(WORK TO BE COMPLETED):
Format the entries from the very start through the line containing "635,468,684,500" as a Markdown table with two columns, Row and Line, numbering each line and omitting any blank ones.

Raw entries:
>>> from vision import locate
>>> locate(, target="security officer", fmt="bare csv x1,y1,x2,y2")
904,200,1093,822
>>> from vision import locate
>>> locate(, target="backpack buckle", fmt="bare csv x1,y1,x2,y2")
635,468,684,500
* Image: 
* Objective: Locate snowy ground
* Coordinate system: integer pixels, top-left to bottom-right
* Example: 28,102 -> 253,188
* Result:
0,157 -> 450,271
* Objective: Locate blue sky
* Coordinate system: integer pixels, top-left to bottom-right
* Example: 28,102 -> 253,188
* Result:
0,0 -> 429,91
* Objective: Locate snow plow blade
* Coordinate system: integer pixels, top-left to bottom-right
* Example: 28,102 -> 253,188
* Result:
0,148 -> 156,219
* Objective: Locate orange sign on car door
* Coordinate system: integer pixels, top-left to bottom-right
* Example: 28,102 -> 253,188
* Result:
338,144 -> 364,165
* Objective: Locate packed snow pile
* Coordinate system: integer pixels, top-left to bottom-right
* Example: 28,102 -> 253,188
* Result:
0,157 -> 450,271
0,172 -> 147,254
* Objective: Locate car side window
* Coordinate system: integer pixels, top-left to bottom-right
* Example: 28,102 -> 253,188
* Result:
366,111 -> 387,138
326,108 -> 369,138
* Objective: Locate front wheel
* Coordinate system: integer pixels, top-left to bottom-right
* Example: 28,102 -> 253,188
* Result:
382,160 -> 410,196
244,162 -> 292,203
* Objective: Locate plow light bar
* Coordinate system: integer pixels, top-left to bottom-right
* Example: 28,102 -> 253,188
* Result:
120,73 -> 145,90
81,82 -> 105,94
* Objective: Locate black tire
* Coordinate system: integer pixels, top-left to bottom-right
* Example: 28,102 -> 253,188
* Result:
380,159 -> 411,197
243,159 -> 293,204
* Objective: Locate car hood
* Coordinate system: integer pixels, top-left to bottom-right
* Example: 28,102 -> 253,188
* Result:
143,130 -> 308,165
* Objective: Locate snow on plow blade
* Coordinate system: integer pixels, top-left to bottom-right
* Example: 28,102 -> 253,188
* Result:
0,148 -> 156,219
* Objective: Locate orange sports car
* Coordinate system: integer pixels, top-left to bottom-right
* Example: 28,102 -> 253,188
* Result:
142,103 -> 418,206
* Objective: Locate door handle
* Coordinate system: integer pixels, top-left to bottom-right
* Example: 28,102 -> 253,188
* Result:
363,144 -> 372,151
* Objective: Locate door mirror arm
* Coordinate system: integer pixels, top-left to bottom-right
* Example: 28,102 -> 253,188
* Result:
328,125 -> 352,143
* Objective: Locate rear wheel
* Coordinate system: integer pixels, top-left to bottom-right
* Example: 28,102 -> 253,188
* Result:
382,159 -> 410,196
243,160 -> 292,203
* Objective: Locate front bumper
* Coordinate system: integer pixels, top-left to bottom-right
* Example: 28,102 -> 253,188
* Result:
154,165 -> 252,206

(RESULT):
| Row | Line |
|---|---|
| 1 | >>> from vision import locate |
| 2 | >>> locate(, target="security officer", fmt="bare csv x1,y1,x2,y2") |
| 3 | 904,200,1093,822 |
| 4 | >>> from vision import locate |
| 5 | >>> locate(, target="backpack buckle", fmt="bare csv x1,y1,x2,y2") |
| 6 | 635,468,684,500 |